Source extract –
···
Photo by Stephen Lam/Getty Images

Sen. Rand Paul and Sean Hannity are deriding President Obama’s “hypocrisy” for allowing the National Security Agency to collect data on millions of Americans through its telecom and PRISM programs. But Obama isn’t a hypocrite—not on this particular issue, at least. As a senator and candidate for president, he emphasized what he didn’t like about President Bush’s wiretapping program—its lack of oversight—while glossing over the fact that he nonetheless supports broad citizen surveillance in the name of combating terrorism.

As civil liberties buffs like Glenn Greenwald have been reporting for years, this is vintage Obama. Read this blog post by Greenwald from July 2008:

The new FISA bill that Obama supports vests new categories of warrantless eavesdropping powers in the President (.pdf), and allows the Government, for the first time, to tap physically into U.S. telecommunications networks inside our country with no individual warrant requirement. To claim that this new bill creates “an independent monitor [to] watch the watchers to prevent abuses and to protect the civil liberties of the American people” is truly misleading, since the new FISA bill actually does the opposite – it frees the Government from exactly that monitoring in all sorts of broad categories.
···
Data entries –
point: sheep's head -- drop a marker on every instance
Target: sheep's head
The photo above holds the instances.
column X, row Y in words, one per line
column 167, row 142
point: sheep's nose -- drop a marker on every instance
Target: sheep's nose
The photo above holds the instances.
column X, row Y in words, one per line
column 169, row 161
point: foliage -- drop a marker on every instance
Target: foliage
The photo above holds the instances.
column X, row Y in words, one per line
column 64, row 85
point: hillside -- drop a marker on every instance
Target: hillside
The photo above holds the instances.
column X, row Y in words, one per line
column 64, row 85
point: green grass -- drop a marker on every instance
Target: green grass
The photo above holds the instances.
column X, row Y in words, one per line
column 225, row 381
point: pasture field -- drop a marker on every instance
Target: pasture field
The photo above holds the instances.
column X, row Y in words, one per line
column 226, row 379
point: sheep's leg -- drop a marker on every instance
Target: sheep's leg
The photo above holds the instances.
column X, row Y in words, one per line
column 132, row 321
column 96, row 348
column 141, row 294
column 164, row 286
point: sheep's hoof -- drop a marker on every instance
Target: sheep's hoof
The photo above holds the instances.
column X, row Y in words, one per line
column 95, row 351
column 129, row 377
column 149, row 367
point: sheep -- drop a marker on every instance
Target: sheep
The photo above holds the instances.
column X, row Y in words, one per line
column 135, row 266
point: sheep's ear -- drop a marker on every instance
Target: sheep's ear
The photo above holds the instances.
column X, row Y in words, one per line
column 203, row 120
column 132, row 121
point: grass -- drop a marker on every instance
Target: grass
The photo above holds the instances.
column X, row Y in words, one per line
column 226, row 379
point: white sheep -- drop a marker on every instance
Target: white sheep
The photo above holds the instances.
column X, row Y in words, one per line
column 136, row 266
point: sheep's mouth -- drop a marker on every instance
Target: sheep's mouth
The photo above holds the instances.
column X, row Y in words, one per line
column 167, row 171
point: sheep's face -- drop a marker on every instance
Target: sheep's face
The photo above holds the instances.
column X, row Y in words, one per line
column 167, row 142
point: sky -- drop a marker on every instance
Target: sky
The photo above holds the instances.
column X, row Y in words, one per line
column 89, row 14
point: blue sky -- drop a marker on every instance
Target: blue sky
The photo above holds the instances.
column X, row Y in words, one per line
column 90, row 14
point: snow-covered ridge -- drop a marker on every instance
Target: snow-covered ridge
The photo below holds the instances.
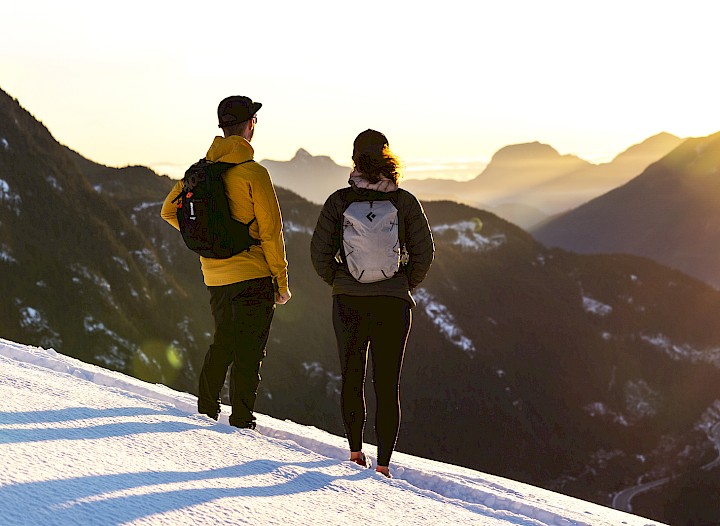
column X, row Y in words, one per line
column 469, row 237
column 133, row 440
column 443, row 319
column 683, row 351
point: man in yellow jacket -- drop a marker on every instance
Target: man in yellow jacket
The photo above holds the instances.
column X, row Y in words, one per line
column 245, row 287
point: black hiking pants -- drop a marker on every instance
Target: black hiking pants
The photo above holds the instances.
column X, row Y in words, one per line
column 243, row 313
column 380, row 324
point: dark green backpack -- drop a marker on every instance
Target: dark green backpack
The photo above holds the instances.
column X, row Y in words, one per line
column 203, row 213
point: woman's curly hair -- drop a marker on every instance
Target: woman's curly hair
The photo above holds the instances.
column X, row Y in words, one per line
column 373, row 159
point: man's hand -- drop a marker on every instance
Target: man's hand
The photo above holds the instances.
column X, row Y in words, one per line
column 282, row 299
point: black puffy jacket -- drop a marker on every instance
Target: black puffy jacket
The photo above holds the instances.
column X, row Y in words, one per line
column 414, row 232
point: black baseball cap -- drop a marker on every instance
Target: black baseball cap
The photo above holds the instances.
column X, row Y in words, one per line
column 236, row 109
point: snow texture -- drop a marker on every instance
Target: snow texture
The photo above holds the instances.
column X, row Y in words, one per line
column 83, row 445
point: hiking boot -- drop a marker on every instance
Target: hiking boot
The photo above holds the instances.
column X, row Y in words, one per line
column 383, row 470
column 361, row 460
column 243, row 425
column 212, row 415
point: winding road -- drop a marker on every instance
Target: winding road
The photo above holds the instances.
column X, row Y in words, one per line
column 623, row 499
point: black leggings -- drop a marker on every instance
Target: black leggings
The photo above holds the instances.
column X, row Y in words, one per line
column 382, row 324
column 243, row 313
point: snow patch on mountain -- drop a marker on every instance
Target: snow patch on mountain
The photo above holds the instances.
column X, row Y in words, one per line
column 122, row 263
column 10, row 198
column 641, row 400
column 596, row 307
column 443, row 319
column 52, row 181
column 468, row 236
column 143, row 206
column 599, row 409
column 292, row 228
column 5, row 254
column 113, row 357
column 147, row 259
column 85, row 273
column 34, row 321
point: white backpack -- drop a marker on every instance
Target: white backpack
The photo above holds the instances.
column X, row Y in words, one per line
column 371, row 241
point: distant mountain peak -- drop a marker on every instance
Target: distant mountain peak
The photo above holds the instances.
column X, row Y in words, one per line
column 302, row 154
column 529, row 150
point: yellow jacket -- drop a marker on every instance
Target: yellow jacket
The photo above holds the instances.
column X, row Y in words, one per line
column 251, row 195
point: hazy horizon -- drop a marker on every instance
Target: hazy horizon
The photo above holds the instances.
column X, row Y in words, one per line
column 140, row 84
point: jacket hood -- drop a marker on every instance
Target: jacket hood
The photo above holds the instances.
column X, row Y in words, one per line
column 384, row 185
column 233, row 149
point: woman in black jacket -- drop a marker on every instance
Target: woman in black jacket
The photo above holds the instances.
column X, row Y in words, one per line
column 372, row 287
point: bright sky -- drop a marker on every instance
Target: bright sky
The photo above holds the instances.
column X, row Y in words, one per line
column 449, row 83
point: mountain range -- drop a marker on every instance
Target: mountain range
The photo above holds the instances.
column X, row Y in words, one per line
column 668, row 213
column 578, row 373
column 527, row 184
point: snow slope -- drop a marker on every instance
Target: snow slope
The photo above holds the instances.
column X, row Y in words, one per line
column 84, row 445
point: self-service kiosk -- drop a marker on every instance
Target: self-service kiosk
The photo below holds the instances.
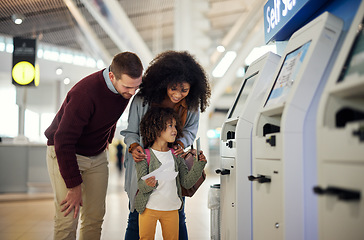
···
Goal – For each statement below, say whether it agrees with the commentary on Obama and NSA surveillance, answering yes or no and quoting the deciding words of the commentary. 1. The commentary calls Obama a hypocrite on NSA data collection. 2. The Greenwald blog post it cites is from July 2008. 3. The quoted post says the new FISA bill lets the Government tap into U.S. telecommunications networks with no individual warrant requirement.

Answer for this exercise –
1. No: "But Obama isn’t a hypocrite—not on this particular issue, at least."
2. Yes: "Read this blog post by Greenwald from July 2008"
3. Yes: "to tap physically into U.S. telecommunications networks inside our country with no individual warrant requirement"